# GIVEN INSTRUCTION
Write out the records that appear below, verbatim and complete, but without pictures.

(Point annotation records)
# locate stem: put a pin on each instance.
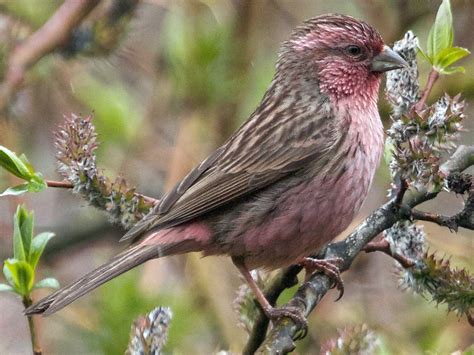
(432, 77)
(27, 301)
(59, 184)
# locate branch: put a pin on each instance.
(51, 35)
(280, 339)
(59, 184)
(384, 247)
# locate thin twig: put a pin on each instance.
(285, 279)
(443, 221)
(401, 192)
(47, 38)
(68, 185)
(384, 247)
(432, 77)
(27, 301)
(59, 184)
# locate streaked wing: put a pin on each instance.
(263, 151)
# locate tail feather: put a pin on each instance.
(115, 267)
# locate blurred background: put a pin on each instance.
(167, 82)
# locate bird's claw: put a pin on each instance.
(294, 313)
(329, 267)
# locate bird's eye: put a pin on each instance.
(353, 51)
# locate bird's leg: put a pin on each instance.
(273, 313)
(329, 267)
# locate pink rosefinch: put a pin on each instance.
(289, 180)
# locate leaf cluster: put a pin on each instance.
(19, 271)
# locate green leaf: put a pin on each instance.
(452, 70)
(37, 183)
(49, 282)
(441, 34)
(6, 288)
(449, 56)
(22, 233)
(14, 164)
(37, 247)
(16, 190)
(20, 275)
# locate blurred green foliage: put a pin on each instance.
(196, 61)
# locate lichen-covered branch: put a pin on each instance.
(76, 142)
(51, 35)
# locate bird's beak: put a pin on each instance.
(387, 60)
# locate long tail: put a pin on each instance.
(118, 265)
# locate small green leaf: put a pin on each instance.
(22, 233)
(47, 283)
(37, 183)
(21, 275)
(13, 164)
(424, 55)
(449, 56)
(16, 190)
(441, 34)
(6, 288)
(452, 70)
(37, 247)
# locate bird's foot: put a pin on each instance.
(329, 267)
(294, 313)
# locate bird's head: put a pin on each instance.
(342, 55)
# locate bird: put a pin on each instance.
(288, 181)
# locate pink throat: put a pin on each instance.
(355, 83)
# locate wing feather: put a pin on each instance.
(244, 165)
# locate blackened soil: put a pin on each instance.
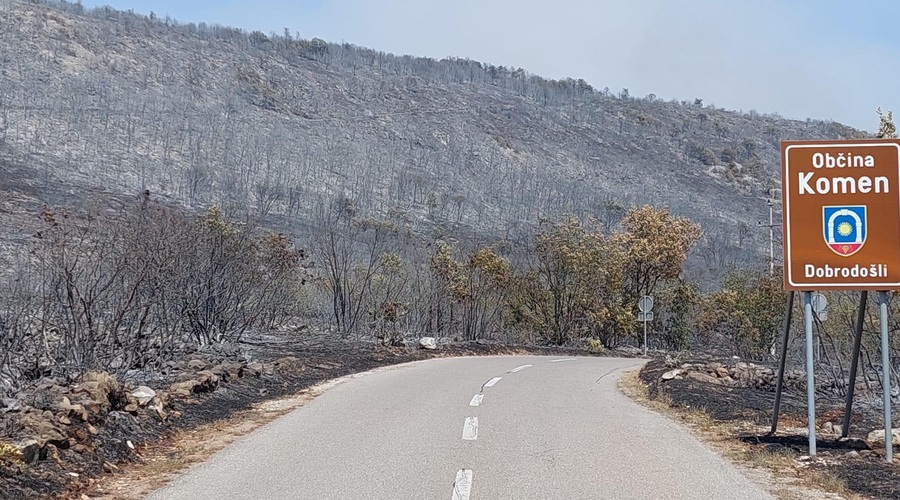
(65, 475)
(862, 469)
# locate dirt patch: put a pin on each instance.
(738, 421)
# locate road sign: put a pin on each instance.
(841, 214)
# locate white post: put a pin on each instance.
(886, 380)
(810, 377)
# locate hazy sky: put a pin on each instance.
(823, 59)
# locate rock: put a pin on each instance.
(669, 375)
(208, 381)
(197, 364)
(877, 437)
(703, 377)
(143, 394)
(30, 450)
(254, 369)
(101, 385)
(290, 364)
(184, 388)
(8, 404)
(68, 408)
(228, 371)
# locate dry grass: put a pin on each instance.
(161, 462)
(780, 471)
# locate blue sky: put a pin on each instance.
(825, 59)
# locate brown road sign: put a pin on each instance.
(841, 214)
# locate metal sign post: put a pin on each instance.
(645, 305)
(886, 380)
(841, 204)
(810, 377)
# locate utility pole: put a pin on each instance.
(771, 225)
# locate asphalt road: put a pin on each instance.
(546, 430)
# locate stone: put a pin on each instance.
(9, 404)
(290, 364)
(197, 364)
(208, 381)
(703, 377)
(669, 375)
(227, 371)
(143, 394)
(254, 369)
(184, 388)
(877, 437)
(66, 406)
(31, 450)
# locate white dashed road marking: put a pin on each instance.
(470, 429)
(462, 487)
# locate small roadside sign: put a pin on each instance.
(841, 214)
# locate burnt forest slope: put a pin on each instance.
(273, 125)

# EXERCISE SOLUTION
# locate stem: put a pin on each instance.
(432, 77)
(27, 301)
(59, 184)
# locate branch: put a pin on each instance.
(51, 35)
(280, 339)
(59, 184)
(384, 247)
# locate thin twig: put a pin on each instance.
(285, 279)
(443, 221)
(401, 192)
(47, 38)
(68, 185)
(384, 247)
(432, 77)
(27, 301)
(59, 184)
# locate streaked wing: put a pin on each instance.
(263, 151)
# locate tail feather: put a pin on each instance.
(115, 267)
# locate blurred background: put a pin on each instance.
(167, 82)
# locate bird's claw: put a pin on each instance.
(294, 313)
(329, 267)
# locate bird's eye: put a pin on each instance.
(353, 51)
# locate bird's leg: put a pin on each instance.
(273, 313)
(329, 267)
# locate pink rosefinch: put a pin on each instance.
(289, 180)
# locate leaf cluster: put a pin on each instance.
(19, 271)
# locate green leaf: put a pin on each instance.
(452, 70)
(37, 183)
(49, 282)
(441, 34)
(6, 288)
(449, 56)
(22, 233)
(14, 164)
(37, 247)
(16, 190)
(20, 275)
# locate blurred green foliage: put a pin on each instance.
(196, 61)
# locate lichen-covered branch: put a pin on each instance.
(76, 142)
(51, 35)
# locate bird's beak: put a pin on each instance.
(387, 60)
# locate long tail: put a pin on each instance.
(118, 265)
# locate small green leaf: put a pin on each instance.
(22, 233)
(47, 283)
(37, 183)
(21, 275)
(13, 164)
(424, 55)
(449, 56)
(16, 190)
(441, 34)
(6, 288)
(452, 70)
(37, 247)
# locate bird's foot: put a pin on each instance.
(329, 267)
(294, 313)
# locate bird's head: put a pin on each instance.
(342, 55)
# locate bird: put a pin on each instance.
(288, 181)
# locate pink throat: put a pin on each instance.
(355, 83)
# locate wing feather: put a pin on each instance.
(244, 165)
# locate blackened soil: put a pin on each instance.
(65, 475)
(862, 469)
# locate dirt patch: put a pin on each instance.
(738, 421)
# locate road sign: put a pin on each instance.
(841, 214)
# locate white post: put a pin on each instance.
(886, 380)
(810, 377)
# locate hazy sky: put a pin on each instance.
(823, 59)
# locate rock: put a pin on each instance.
(669, 375)
(208, 381)
(197, 364)
(877, 437)
(703, 377)
(143, 394)
(30, 450)
(254, 369)
(101, 385)
(290, 364)
(184, 388)
(8, 404)
(68, 408)
(228, 371)
# locate dry grass: put a pin on each instance.
(161, 462)
(780, 471)
# locate blue sky: put a pin on each instance.
(825, 59)
# locate brown road sign: put a pin on each instance.
(841, 214)
# locate metal sign post: put a pin on each instance.
(645, 305)
(886, 380)
(841, 204)
(810, 377)
# locate utility pole: put a pin on each instance.
(771, 225)
# locate asphalt road: put a pin on each instance.
(546, 430)
# locate stone: put a pin on each instance.
(9, 404)
(290, 364)
(197, 364)
(208, 381)
(703, 377)
(669, 375)
(227, 371)
(143, 394)
(254, 369)
(184, 388)
(877, 437)
(66, 406)
(31, 450)
# locate white dashed road marking: put a pin on each instance.
(470, 429)
(462, 487)
# locate small roadside sign: put a pin on each instance.
(841, 214)
# locate burnt forest slope: put a pin on each instance.
(273, 125)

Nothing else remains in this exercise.